• [Texto proporcionado]
##########

Pauper Oikos se temió lo peor. Y acertó. Lo único que le faltaba era recibir otra vez un ditirambo sobre el contrato social. Y lo recibió.
—Necesitamos un contrato social como el acordado tras la Segunda Guerra Mundial —proclamó la economista lusitana—. Fue la mayor innovación social del siglo XX: un contrato entre ricos y pobres en el seno de las democracias. En EE UU se le llamó New Deal. En Europa, Welfare State. Así se creó el pegamento que durante los años centrales del siglo pasado reconcilió capitalismo inclusivo y democracia. Mediante ese contrato social los grupos a los que les iba bien con la economía de mercado se comprometieron a apoyar a los que les iba peor pagando impuestos para financiar el nuevo Estado social.
El reportero lamentó la reiteración de estas bobadas convencionales, pero se consoló pensando que al menos no le había dado la tabarra con eso de que el Financial Times, el Economist, o Mckinsey, alzan su voz sobre la desigualdad, y entonces “el capitalismo” ha tomado conciencia, etc. etc.
Pauper Oikos optó por recuperar la ironía, y se despidió de su amiga diciendo:
—Eso de que en los “contratos” sociales uno se vea forzado a firmarlos, supongo que no te importará. Y tampoco te importará que la gente no se “compromete” a pagar impuestos: los paga porque si no lo hace, va a la cárcel.

##########

• [Filas guardadas]
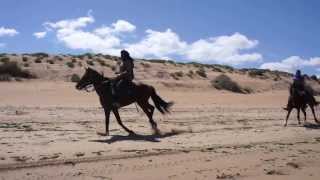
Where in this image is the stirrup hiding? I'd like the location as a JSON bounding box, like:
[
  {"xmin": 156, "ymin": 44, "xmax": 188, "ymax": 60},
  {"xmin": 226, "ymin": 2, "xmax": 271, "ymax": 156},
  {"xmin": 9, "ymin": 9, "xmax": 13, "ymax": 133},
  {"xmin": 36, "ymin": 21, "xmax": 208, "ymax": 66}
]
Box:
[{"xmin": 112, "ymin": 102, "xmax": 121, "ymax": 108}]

##########

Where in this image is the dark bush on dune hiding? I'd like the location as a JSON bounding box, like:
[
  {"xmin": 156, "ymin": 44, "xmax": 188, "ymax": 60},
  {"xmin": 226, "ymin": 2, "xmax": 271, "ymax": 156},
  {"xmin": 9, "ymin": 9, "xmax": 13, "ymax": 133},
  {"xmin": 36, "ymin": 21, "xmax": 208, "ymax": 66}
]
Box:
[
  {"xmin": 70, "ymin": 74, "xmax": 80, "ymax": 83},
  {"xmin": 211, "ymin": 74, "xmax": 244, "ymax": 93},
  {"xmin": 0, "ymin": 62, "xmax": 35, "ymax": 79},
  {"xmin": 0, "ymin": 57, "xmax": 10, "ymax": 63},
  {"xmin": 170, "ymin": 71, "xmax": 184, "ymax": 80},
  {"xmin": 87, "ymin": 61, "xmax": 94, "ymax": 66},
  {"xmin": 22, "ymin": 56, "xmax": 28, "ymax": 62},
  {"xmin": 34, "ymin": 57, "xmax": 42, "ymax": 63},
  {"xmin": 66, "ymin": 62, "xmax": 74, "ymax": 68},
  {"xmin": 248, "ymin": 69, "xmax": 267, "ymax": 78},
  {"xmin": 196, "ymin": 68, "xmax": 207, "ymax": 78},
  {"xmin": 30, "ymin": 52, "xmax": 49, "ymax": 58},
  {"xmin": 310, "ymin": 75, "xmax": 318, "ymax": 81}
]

##########

• [Problemas a resolver]
1: Explica en una a tres frases por qué, según el texto sobre el contrato social, Pauper Oikos afirma que la gente no se "compromete" a pagar impuestos.
2: Extrae del listado cada línea que contenga "bounding" como palabra completa, distinguiendo entre mayúsculas y minúsculas.

• [Respuestas del ejercicio]
1: Pauper Oikos sostiene que la gente no paga impuestos por un compromiso voluntario. Los paga porque, si no lo hace, va a la cárcel.

2:
Where in this image is the stirrup hiding? I'd like the location as a JSON bounding box, like:
Where in this image is the dark bush on dune hiding? I'd like the location as a JSON bounding box, like:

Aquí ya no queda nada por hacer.